# START OF PAGE TEXT
If you don't have that pot, you still pre-heat the oven. Probably 30 minutes should be enough, since you don't need to heat the pot as well. Then you put the bread on its (long-lasting) baking paper onto the roast. The bread will run flat a little and push into the roast, so later you have that shape on the bottom, but that's ok. It shouldn't run off the paper. I haven't tried it with a normal baking tray. And now good luck with keeping the humidity high!

The bread entered the oven at 250 degrees. After 10 minutes, turn it to 230 degrees. After another 10 minutes, turn it to 210 degrees. After another 10 minutes, to 180 degrees. Now another 30 minutes and the bread is done. There is no difference in this whether you use a pot or not. But it may depend on the oven. Try what works for you.

Then I take the bread out of the pot/oven and let it cool down on a cutting board. I cover it with a few clean towels to let it cool down slowly. No idea if that's needed, I just do it.

Don't cut it yet. The bread needs some rest before it's good, otherwise you get many crumbs at the cutting edge. I start cutting it for breakfast on Saturday. If you want it for dinner on Friday, shift the schedule accordingly.

A little more theory on feeding:

When you read about it, people usually use 3-step-feedings with special temperatures and times and mix ratios. Some use 1-step to keep it super simple. I do the middle way, I do 3-steps the easy way. So if you want to create a LOT of sour dough, you may get tired of always just adding 100g. After I have fed 3 times, I take the new amount (e.g. those 400g in the bowl), and take that as my new "base amount" for the next 3 feedings. So then I add 400g*0.45=180g of rye flour and 400g*0.55=220g of water with each of these three feedings. After that, I have 1200g of sourdough. That should last a lifetime!
Another approach would be to start with 50g dried sourdough and 60g of water (120g to take double), and then use these 110g of re-activated sourdough as the base. After 3 feedings, that gives 440g of sourdough. You can then use these 40g remaining sourdough to continue feeding.

Notes:

  1. You can continue feeding the sourdough with any other flour if you need a non-rye-sourdough. I've only tried wheat so far. Other flours, like e.g. rice flour or whatever else is there, should theoretically work, but I've never tried them, and they can be more tricky. Check the internet, there should be information.
# END OF PAGE TEXT
- [WHAT TO DO]:
a) Reproduce word for word the part of the bread recipe starting with "Another approach would" and going on through "should be information.".
b) Identify every line in the listing that contains the string "cage", treating uppercase and lowercase as different.
The listing below is unrelated to the bread recipe.
# START OF TASK DATA
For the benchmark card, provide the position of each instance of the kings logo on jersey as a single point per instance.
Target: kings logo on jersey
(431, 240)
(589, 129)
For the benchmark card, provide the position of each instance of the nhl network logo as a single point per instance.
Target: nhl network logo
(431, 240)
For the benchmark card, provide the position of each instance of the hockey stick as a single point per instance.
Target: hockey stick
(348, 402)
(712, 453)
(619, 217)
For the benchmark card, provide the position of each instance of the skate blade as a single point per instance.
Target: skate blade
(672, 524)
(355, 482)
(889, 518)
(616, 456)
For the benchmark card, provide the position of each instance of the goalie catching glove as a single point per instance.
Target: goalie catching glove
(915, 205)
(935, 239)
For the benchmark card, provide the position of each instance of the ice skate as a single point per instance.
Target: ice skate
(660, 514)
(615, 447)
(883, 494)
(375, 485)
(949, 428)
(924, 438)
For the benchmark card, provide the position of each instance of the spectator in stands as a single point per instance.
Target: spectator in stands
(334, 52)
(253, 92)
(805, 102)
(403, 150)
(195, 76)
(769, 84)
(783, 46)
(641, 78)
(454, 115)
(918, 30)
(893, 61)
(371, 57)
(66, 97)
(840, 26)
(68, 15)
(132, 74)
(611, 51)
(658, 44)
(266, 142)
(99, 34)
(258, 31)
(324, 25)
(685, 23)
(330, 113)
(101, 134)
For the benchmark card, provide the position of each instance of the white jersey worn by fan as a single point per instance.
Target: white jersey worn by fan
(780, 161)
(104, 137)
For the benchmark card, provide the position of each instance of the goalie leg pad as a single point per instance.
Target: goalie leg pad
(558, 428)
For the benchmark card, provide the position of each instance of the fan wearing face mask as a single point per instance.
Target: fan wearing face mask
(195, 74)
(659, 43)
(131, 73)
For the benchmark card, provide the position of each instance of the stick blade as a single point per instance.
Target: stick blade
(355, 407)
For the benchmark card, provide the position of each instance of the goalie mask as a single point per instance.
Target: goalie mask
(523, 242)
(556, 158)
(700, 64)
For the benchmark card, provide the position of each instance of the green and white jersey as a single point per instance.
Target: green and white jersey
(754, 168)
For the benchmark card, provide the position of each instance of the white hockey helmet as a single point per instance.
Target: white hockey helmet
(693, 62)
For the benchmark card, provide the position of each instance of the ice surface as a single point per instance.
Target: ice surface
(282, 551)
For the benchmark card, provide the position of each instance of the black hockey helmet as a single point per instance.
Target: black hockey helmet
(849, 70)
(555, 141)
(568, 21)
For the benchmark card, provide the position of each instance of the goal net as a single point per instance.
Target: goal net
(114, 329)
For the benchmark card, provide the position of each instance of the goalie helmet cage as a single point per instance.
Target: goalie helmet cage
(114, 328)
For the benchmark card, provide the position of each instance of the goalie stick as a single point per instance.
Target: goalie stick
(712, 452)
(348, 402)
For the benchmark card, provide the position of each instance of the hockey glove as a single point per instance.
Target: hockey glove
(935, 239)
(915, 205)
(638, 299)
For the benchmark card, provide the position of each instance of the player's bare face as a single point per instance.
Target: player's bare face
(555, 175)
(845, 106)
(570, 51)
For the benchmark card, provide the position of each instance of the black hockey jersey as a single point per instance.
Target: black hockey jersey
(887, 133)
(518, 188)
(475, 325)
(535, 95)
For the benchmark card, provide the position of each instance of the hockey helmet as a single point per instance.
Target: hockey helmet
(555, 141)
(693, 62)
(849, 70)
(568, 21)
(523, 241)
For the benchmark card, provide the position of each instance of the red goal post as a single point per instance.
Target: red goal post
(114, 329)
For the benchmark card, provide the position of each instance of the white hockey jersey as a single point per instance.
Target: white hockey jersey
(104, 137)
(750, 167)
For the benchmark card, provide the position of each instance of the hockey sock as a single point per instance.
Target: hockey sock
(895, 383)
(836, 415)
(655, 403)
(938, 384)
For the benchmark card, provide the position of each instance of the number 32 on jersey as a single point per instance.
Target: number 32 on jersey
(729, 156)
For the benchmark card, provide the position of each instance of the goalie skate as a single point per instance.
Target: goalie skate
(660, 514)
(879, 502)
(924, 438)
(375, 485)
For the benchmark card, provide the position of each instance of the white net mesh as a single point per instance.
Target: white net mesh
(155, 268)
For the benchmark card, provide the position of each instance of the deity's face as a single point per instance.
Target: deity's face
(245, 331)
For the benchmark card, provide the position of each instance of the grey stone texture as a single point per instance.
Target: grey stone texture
# END OF TASK DATA
- [SOLUTIONS IN ORDER]:
a)
Another approach would be to start with 50g dried sourdough and 60g of water (120g to take double), and then use these 110g of re-activated sourdough as the base. After 3 feedings, that gives 440g of sourdough. You can then use these 40g remaining sourdough to continue feeding.

Notes:

  1. You can continue feeding the sourdough with any other flour if you need a non-rye-sourdough. I've only tried wheat so far. Other flours, like e.g. rice flour or whatever else is there, should theoretically work, but I've never tried them, and they can be more tricky. Check the internet, there should be information.

b)
For the benchmark card, provide the position of each instance of the goalie helmet cage as a single point per instance.
Target: goalie helmet cage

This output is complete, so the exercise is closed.